§ What you need to do
Leaving out the images, reproduce every line of the data that follows exactly.

§ Information

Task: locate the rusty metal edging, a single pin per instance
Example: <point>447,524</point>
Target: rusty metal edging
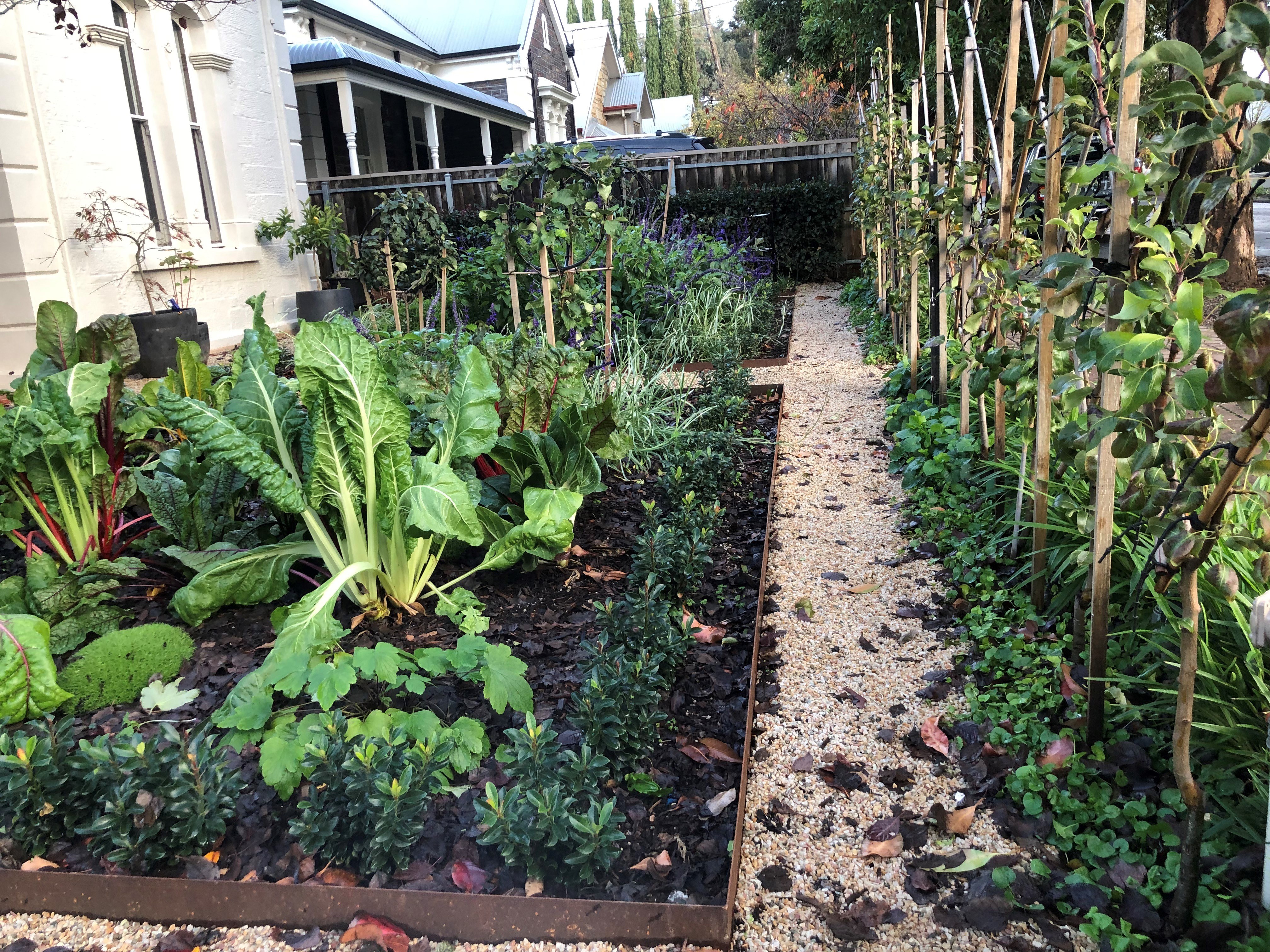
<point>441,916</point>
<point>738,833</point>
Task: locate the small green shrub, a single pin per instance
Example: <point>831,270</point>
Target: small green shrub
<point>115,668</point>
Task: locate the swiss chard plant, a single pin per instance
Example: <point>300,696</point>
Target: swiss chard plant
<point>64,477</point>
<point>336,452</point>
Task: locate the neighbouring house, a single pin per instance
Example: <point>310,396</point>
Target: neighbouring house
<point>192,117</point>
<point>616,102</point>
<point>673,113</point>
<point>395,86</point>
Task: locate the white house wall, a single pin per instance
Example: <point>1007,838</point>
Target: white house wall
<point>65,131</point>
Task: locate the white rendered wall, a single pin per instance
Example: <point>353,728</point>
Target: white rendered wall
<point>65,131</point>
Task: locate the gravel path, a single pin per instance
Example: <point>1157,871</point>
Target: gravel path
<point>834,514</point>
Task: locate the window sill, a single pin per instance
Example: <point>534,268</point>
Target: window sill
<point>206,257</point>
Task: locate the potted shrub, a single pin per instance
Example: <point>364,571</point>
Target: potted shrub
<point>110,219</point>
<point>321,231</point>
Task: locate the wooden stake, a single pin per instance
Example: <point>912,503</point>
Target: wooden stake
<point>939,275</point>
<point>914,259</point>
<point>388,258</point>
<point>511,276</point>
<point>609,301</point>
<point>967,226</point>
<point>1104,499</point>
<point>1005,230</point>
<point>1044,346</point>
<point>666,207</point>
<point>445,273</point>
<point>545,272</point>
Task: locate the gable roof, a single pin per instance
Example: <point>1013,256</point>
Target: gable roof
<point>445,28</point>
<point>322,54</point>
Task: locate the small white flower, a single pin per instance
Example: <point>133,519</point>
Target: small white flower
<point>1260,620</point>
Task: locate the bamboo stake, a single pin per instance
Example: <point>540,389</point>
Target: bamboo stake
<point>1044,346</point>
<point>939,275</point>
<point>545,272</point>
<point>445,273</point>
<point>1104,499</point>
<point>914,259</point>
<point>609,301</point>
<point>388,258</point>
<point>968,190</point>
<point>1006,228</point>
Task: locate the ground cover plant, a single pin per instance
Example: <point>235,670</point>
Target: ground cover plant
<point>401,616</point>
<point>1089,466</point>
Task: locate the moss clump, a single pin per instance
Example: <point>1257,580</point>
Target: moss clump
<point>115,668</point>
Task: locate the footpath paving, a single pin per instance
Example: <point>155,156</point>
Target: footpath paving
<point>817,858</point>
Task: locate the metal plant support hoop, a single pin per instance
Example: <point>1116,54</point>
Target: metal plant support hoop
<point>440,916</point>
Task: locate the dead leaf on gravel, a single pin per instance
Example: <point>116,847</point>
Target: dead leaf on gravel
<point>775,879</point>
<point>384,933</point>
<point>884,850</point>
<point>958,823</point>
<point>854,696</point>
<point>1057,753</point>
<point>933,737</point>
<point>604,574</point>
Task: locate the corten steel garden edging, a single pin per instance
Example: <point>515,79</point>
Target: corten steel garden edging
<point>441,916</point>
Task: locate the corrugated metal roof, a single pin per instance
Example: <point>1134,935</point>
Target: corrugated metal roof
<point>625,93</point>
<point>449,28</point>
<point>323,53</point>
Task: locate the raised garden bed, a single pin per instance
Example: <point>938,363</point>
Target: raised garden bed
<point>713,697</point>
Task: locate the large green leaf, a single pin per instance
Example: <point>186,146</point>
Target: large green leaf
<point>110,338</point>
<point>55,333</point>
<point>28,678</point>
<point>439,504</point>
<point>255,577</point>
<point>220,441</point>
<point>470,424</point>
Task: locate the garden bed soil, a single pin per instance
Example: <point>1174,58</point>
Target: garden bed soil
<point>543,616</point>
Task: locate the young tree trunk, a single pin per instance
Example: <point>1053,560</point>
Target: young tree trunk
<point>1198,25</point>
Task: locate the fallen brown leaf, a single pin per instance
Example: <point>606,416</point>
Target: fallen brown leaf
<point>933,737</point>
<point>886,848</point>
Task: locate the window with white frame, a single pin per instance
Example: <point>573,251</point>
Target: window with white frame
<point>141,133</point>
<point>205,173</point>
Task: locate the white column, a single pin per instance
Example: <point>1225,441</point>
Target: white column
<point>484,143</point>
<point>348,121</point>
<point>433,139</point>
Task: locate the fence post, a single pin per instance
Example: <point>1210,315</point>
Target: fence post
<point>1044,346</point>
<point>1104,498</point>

§ Result for this task
Task: locate the rusty metal edging, a single pin per instance
Example: <point>447,524</point>
Target: rusty metal edging
<point>441,916</point>
<point>738,833</point>
Task: locate the small green shrub, a single pin per instance
Example: <point>831,270</point>
Target: small green shrub
<point>115,668</point>
Task: locate the swiss chard plant, a single pin per instance
Example: <point>300,696</point>
Target: swiss chard plant
<point>64,477</point>
<point>336,452</point>
Task: locate the neighbouring house, a single pin per instance
Example: <point>310,396</point>
Target: neighbouring house
<point>192,117</point>
<point>616,102</point>
<point>673,113</point>
<point>395,86</point>
Task: locate the white house wall, a single pin per instance
Example: <point>1007,838</point>
Target: white house wall
<point>65,131</point>
Task: locate the white rendered wall, a single pin per instance
Example: <point>353,728</point>
Target: white rendered wall
<point>65,131</point>
Task: locate the gravel path, a single pin per instance
Example: <point>1157,871</point>
Target: gravel path
<point>834,514</point>
Task: locate the window sill, a single pin per instance
Example: <point>534,268</point>
Target: window sill
<point>206,257</point>
Task: locate the potted shrub, a single pin per instance
Example: <point>364,571</point>
Target: potted shrub
<point>110,219</point>
<point>321,231</point>
Task: locate the wooden stake, a single pin per instance
Example: <point>912,503</point>
Target: wooden stake
<point>939,275</point>
<point>914,259</point>
<point>388,258</point>
<point>511,276</point>
<point>609,301</point>
<point>967,226</point>
<point>1104,499</point>
<point>1005,230</point>
<point>1044,346</point>
<point>666,207</point>
<point>445,273</point>
<point>545,272</point>
Task: locate the gable roof, a single pin per instance
Example: <point>1013,256</point>
Target: gable roof
<point>445,28</point>
<point>322,54</point>
Task: locate the small white flower, a single pin per instance
Example: <point>133,519</point>
Target: small white flower
<point>1260,620</point>
Task: locate the bamboo stake, a single pin per instance
Example: <point>540,389</point>
Target: bamboo stake
<point>1044,346</point>
<point>939,275</point>
<point>545,272</point>
<point>445,273</point>
<point>1104,499</point>
<point>914,259</point>
<point>609,301</point>
<point>388,258</point>
<point>968,190</point>
<point>1006,228</point>
Task: locate the ground cover plant, a single pin per instance
Example: <point>235,670</point>
Target: ground cover plant
<point>401,616</point>
<point>1089,466</point>
Task: locate the moss clump, a single pin per instance
Example: <point>1257,580</point>
Target: moss clump
<point>115,668</point>
Task: locate the footpath paving, a single pin per instance
Example: <point>155,156</point>
Target: footpath paving
<point>817,858</point>
Task: locate the metal plant support hoop, a single pin per instance
Example: <point>1116,54</point>
Target: metal plant support hoop
<point>440,916</point>
Task: locate the dead leaf on gravel, a single pin per instance
Example: <point>116,847</point>
Target: dead leaf on gravel
<point>775,879</point>
<point>384,933</point>
<point>884,850</point>
<point>958,823</point>
<point>854,696</point>
<point>1057,753</point>
<point>933,737</point>
<point>604,574</point>
Task: locate the corten steel garden edging, a single pin per instance
Example: <point>515,79</point>
Target: corten steel garden edging
<point>441,916</point>
Task: locate the corrugated metal roof, a single pin per instance
Example: <point>1134,935</point>
Target: corrugated metal roof
<point>625,93</point>
<point>449,28</point>
<point>323,53</point>
Task: locate the raised garden bed, a single pin per instance
Example: <point>938,363</point>
Target: raised garden bed
<point>713,697</point>
Task: locate the large green leaf, a single pin per instance
Example: <point>186,146</point>
Target: large green leaf
<point>110,338</point>
<point>55,333</point>
<point>28,678</point>
<point>439,504</point>
<point>255,577</point>
<point>220,441</point>
<point>470,424</point>
Task: locate the garden bed soil, a single pin per instance
Example: <point>1174,58</point>
Target: garden bed soil
<point>543,616</point>
Task: locate the young tree trunk, a single pin per instance
Example: <point>1053,560</point>
Target: young tree trunk
<point>1198,25</point>
Task: locate the fallen brown leaf, a single pin per instance
Example: <point>606,416</point>
Target: fallen brown leaf
<point>933,737</point>
<point>886,848</point>
Task: locate the window with white frame, a single pin per instance
Example: <point>573,251</point>
Target: window with white frame
<point>141,133</point>
<point>205,173</point>
Task: locate the white column, a single pin per instance
Example: <point>1225,441</point>
Target: white column
<point>484,143</point>
<point>348,121</point>
<point>433,139</point>
Task: locate the fence post, a single pin per instance
Example: <point>1210,315</point>
Target: fence post
<point>1044,346</point>
<point>1104,498</point>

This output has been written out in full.